*TO BE DONE*.
#1 Reproduce the entire passage about President Obama's 2012 budget proposal below, word for word.
#2 Count the lines of the records below that contain the word "black", and reply with the number alone.

==== PAGE EXCERPT

We have not seen much love in Washington DC recently, and the presentation of President Obama’s budget for 2012 is not likely to be taken as a gesture of friendship. As soon as the dust settled after last November’s midterm elections, both political parties and numerous commissions began to draw up agendas to discuss the possibilities of making serious cuts to the federal government’s budget. President Obama’s so-called ‘Debt Commission’ developed plans to trim the trillion-dollar-plus deficit. One of the ideas floated by the commission was to trim the 100% tax write-off available to high-dollar donors – a plan that could seriously hamper nonprofits’ courting of big donors.
With the president presenting his 2012 federal budget proposal this week, the struggle is to find a way to reduce deficits without stalling an economy that is moving forward, if sputteringly so. Jacob Lew, director of the White House Office of Management and Budget, has recently published in The New York Times an explanation of the difficult choices that have to be made. Unfortunately, environmental and community-based efforts are high on the list of cuts.
The challenges faced by the economy are beyond doubt. How to reduce the budget in the midst of those challenges is entirely within doubt. According to Lew,
[Trimming the deficit] starts with doing what families and businesses have been doing during this downturn: tightening our belts. In the budget, the president will call for a five-year freeze on discretionary spending other than for national security. This will reduce the deficit by more than $400 billion over the next decade and bring this category of spending to the lowest share of our economy since Dwight Eisenhower was president.
Make no mistake: this will not be easy.
Indeed, his op-ed piece focuses on cuts to two programs near-and-dear to Obama himself. First are ‘community service block grants.’ “These are grassroots groups working in poor communities, dedicated to empowering those living there and helping them with some of life’s basic necessities.” Next is the Great Lakes Restoration Initiative, losing $125 million.

========
==== EXTRACTED RECORDS

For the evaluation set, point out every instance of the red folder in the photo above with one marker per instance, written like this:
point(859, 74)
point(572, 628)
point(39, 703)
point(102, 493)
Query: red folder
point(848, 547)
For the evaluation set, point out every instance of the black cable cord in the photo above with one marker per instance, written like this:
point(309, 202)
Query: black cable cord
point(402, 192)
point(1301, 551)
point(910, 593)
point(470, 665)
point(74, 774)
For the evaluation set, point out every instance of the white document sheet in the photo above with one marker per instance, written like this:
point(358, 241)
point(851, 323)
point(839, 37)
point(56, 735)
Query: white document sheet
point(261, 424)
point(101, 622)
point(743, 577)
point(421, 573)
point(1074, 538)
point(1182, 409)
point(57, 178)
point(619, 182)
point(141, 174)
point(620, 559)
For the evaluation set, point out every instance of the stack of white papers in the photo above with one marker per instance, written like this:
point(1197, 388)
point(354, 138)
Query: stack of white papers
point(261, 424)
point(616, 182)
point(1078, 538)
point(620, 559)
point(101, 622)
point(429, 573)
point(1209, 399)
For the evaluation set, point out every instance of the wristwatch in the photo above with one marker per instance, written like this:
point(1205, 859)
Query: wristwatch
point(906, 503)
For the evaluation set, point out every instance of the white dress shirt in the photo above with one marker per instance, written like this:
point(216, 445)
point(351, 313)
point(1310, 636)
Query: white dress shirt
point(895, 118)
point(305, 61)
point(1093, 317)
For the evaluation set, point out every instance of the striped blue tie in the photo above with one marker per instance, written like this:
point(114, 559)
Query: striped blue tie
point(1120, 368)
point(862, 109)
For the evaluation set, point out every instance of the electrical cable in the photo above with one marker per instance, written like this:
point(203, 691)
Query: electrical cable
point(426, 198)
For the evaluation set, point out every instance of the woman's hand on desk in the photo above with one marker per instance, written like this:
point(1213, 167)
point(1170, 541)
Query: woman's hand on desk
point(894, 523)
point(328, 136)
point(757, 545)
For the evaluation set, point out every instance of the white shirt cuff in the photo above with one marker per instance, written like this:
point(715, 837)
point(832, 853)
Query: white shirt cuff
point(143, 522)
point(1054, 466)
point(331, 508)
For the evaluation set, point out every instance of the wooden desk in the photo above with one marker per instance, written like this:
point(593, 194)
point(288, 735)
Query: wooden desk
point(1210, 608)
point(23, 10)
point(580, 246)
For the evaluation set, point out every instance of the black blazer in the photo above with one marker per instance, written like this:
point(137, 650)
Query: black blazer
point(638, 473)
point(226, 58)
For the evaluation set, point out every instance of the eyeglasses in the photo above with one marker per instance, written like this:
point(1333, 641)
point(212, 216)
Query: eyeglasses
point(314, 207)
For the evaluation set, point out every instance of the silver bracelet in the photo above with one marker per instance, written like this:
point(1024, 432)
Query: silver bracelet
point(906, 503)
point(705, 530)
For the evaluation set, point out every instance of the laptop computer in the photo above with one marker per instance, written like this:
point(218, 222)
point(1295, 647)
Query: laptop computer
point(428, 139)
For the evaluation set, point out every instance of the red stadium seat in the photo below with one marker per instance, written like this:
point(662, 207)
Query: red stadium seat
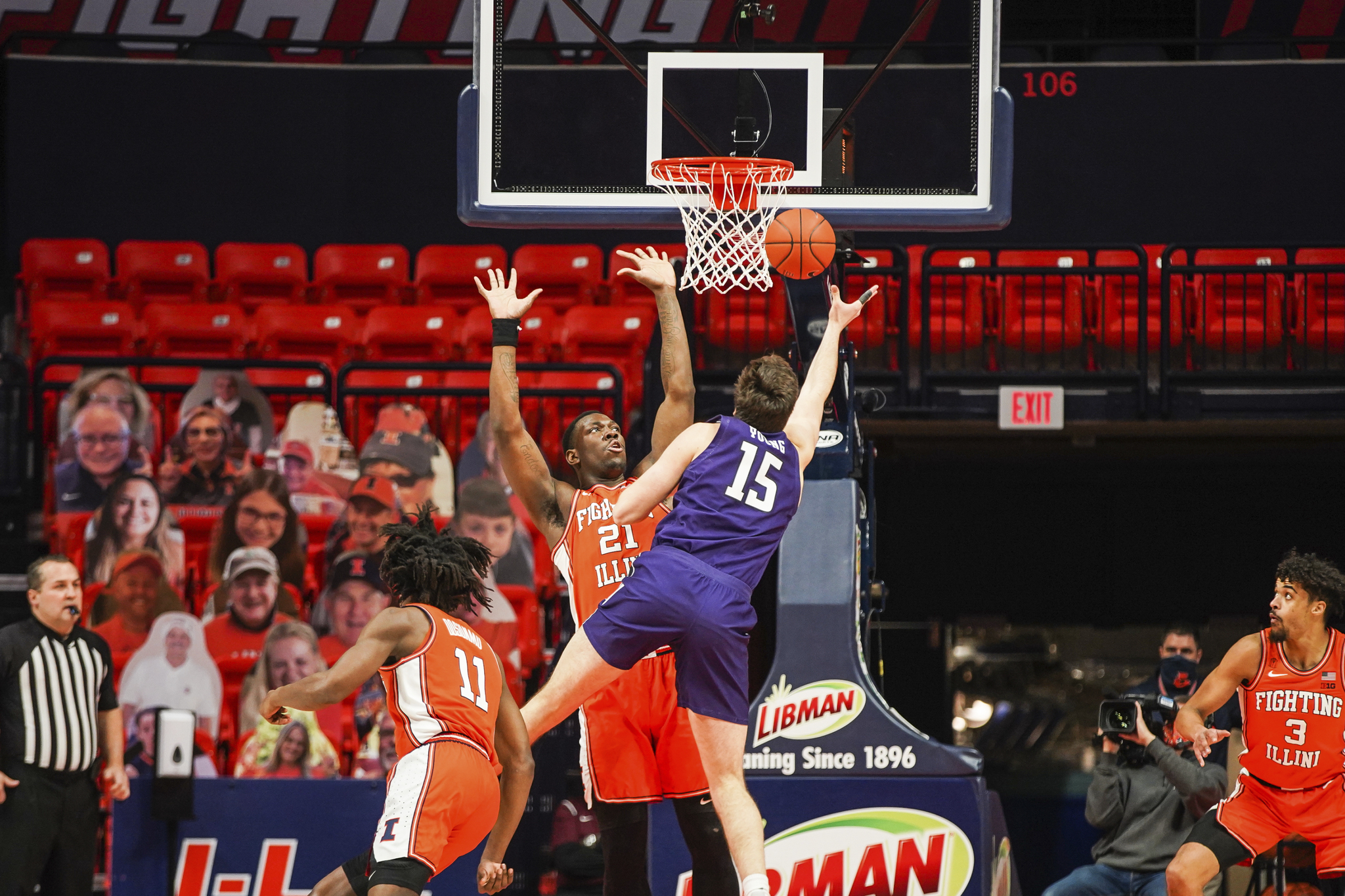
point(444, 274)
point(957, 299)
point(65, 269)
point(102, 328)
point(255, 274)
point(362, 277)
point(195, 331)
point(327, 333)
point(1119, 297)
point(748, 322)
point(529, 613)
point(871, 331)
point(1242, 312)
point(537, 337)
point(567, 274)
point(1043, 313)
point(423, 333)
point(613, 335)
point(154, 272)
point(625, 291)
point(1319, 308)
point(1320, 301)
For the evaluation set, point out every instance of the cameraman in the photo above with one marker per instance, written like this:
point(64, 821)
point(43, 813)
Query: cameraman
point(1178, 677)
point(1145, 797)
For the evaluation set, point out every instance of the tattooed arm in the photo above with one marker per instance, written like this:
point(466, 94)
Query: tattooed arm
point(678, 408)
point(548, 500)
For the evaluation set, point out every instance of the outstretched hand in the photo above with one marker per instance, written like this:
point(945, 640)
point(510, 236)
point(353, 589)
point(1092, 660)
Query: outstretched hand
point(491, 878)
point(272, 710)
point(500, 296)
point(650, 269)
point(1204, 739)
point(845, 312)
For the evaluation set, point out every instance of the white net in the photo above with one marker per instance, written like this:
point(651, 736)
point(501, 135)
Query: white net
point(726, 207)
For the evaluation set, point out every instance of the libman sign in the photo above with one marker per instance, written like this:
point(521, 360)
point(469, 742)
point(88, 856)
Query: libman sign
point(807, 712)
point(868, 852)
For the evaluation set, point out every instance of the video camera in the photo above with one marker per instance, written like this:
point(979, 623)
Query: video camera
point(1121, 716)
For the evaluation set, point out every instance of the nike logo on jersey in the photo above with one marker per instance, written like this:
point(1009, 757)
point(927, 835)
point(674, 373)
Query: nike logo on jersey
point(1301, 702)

========
==== EXTRACTED RECORDS

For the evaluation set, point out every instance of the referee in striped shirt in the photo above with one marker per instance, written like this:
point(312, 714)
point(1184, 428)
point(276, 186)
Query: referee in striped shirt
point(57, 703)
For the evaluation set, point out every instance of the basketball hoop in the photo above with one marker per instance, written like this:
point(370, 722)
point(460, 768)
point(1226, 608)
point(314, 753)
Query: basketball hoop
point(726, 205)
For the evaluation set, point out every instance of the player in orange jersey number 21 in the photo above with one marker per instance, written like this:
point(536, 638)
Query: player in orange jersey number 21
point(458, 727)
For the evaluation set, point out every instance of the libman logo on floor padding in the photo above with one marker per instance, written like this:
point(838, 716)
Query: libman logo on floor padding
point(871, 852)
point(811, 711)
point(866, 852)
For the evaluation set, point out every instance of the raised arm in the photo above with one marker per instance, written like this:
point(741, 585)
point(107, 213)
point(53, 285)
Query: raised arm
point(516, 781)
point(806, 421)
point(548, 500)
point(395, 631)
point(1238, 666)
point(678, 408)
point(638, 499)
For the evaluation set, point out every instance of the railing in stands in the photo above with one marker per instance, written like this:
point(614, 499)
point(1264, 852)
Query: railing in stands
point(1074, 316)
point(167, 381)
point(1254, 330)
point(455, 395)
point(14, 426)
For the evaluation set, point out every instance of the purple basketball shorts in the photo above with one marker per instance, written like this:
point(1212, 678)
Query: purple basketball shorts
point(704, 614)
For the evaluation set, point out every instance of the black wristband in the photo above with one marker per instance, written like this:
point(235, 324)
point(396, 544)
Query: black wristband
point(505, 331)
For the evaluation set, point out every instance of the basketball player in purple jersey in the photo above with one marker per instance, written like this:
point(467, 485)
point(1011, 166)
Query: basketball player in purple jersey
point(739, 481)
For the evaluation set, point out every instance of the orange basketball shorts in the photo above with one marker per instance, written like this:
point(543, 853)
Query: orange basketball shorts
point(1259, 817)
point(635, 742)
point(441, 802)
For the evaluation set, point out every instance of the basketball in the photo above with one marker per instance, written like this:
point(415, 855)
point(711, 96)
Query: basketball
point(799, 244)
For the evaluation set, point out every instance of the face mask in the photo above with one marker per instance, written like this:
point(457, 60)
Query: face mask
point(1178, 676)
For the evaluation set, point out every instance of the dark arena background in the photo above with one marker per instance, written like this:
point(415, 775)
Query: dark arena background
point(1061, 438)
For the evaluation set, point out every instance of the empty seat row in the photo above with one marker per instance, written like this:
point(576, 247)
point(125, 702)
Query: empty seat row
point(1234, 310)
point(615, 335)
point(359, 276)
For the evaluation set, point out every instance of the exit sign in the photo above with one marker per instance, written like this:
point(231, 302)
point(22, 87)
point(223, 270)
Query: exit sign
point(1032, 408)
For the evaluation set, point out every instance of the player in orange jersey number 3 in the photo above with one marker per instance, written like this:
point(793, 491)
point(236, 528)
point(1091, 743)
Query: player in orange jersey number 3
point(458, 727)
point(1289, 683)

========

*SOLUTIONS BY TASK*.
#1
We have not seen much love in Washington DC recently, and the presentation of President Obama’s budget for 2012 is not likely to be taken as a gesture of friendship. As soon as the dust settled after last November’s midterm elections, both political parties and numerous commissions began to draw up agendas to discuss the possibilities of making serious cuts to the federal government’s budget. President Obama’s so-called ‘Debt Commission’ developed plans to trim the trillion-dollar-plus deficit. One of the ideas floated by the commission was to trim the 100% tax write-off available to high-dollar donors – a plan that could seriously hamper nonprofits’ courting of big donors.
With the president presenting his 2012 federal budget proposal this week, the struggle is to find a way to reduce deficits without stalling an economy that is moving forward, if sputteringly so. Jacob Lew, director of the White House Office of Management and Budget, has recently published in The New York Times an explanation of the difficult choices that have to be made. Unfortunately, environmental and community-based efforts are high on the list of cuts.
The challenges faced by the economy are beyond doubt. How to reduce the budget in the midst of those challenges is entirely within doubt. According to Lew,
[Trimming the deficit] starts with doing what families and businesses have been doing during this downturn: tightening our belts. In the budget, the president will call for a five-year freeze on discretionary spending other than for national security. This will reduce the deficit by more than $400 billion over the next decade and bring this category of spending to the lowest share of our economy since Dwight Eisenhower was president.
Make no mistake: this will not be easy.
Indeed, his op-ed piece focuses on cuts to two programs near-and-dear to Obama himself. First are ‘community service block grants.’ “These are grassroots groups working in poor communities, dedicated to empowering those living there and helping them with some of life’s basic necessities.” Next is the Great Lakes Restoration Initiative, losing $125 million.

#2 6